## Task list
a. Condense the paragraph of the Random Forest page that begins "Important: This is a work in progress" into a shorter version that keeps its main facts.
b. Convert the stretch of the listing from the line containing "Trace the outline of every instance of the closed" through the end of the listing into a Markdown table with the columns Row and Line, omitting blank lines.

## Document passage
Gallery

Gallery.

Random Forest

Random Forest

Trees

Implementation of a (not yet) distributed ensemble of decision trees algorithm.

Important: This is a work in progress. The current implementation corresponds to the Extra-Trees (Extremely randomized trees) method.

Here is a small sample code:

package io.datalayer.algorithm.randomforest

object Main extends App {

    /* ----------------------------------------
     * Using the old data representation
     * ---------------------------------------- */

    // Generating some data
    val train = dataGenerator.genLabeled(numInstances=200,  
                                         numFeatures=10)
    val test = dataGenerator.genLabeled(numInstances=200, 
                                        numFeatures=10)

    // Preparing the Extra-Trees forest
    val forest = new Forest(min_samples_split=10,
                            n_estimators=100, 
                            max_features=5)
    println(forest)

    // Training the model
    forest.fit(train)
    println("Accuracy = " + forest.predictEval(test)._2)

(Region outline entries)
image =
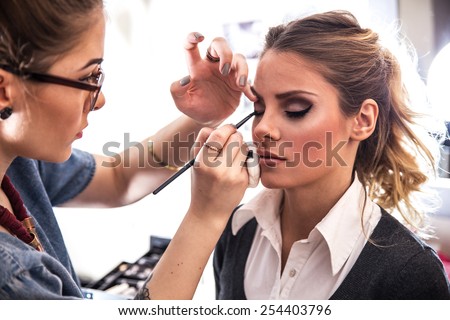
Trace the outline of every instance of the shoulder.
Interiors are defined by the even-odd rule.
[[[82,297],[57,260],[5,233],[0,233],[0,265],[0,299]]]
[[[450,298],[449,283],[435,250],[393,216],[383,215],[361,253],[395,299]],[[367,266],[367,264],[366,264]]]

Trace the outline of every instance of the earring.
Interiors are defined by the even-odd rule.
[[[0,119],[6,120],[8,119],[12,114],[12,109],[10,107],[6,107],[2,110],[0,110]]]

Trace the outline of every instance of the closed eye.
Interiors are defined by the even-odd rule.
[[[312,108],[312,104],[309,105],[308,108],[301,110],[301,111],[285,111],[286,112],[286,116],[288,118],[302,118],[304,117]]]

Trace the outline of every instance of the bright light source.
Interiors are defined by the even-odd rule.
[[[434,58],[428,71],[427,89],[437,114],[450,121],[450,43]]]

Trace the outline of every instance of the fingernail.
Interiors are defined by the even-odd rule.
[[[241,77],[239,78],[239,85],[240,85],[241,87],[245,87],[246,82],[247,82],[247,79],[246,79],[245,76],[241,76]]]
[[[230,64],[229,63],[224,64],[221,73],[224,76],[227,76],[230,73]]]
[[[201,33],[199,33],[199,32],[194,32],[194,37],[197,40],[204,38],[204,36]]]
[[[191,76],[186,76],[183,79],[180,80],[180,85],[182,87],[184,87],[185,85],[187,85],[189,82],[191,82]]]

## The responses
a. Still a work in progress; the current implementation uses the Extra-Trees (Extremely randomized trees) method.

b.
| Row | Line |
|---|---|
| 1 | Trace the outline of every instance of the closed eye. |
| 2 | Interiors are defined by the even-odd rule. |
| 3 | [[[312,108],[312,104],[309,105],[308,108],[301,110],[301,111],[285,111],[286,112],[286,116],[288,118],[302,118],[304,117]]] |
| 4 | Trace the outline of every instance of the bright light source. |
| 5 | Interiors are defined by the even-odd rule. |
| 6 | [[[434,58],[428,71],[427,89],[437,114],[450,121],[450,43]]] |
| 7 | Trace the outline of every instance of the fingernail. |
| 8 | Interiors are defined by the even-odd rule. |
| 9 | [[[241,77],[239,78],[239,85],[240,85],[241,87],[245,87],[246,82],[247,82],[247,79],[246,79],[245,76],[241,76]]] |
| 10 | [[[230,64],[229,63],[224,64],[221,73],[224,76],[227,76],[230,73]]] |
| 11 | [[[201,33],[199,33],[199,32],[194,32],[194,37],[197,40],[204,38],[204,36]]] |
| 12 | [[[191,76],[186,76],[183,79],[180,80],[180,85],[182,87],[184,87],[185,85],[187,85],[189,82],[191,82]]] |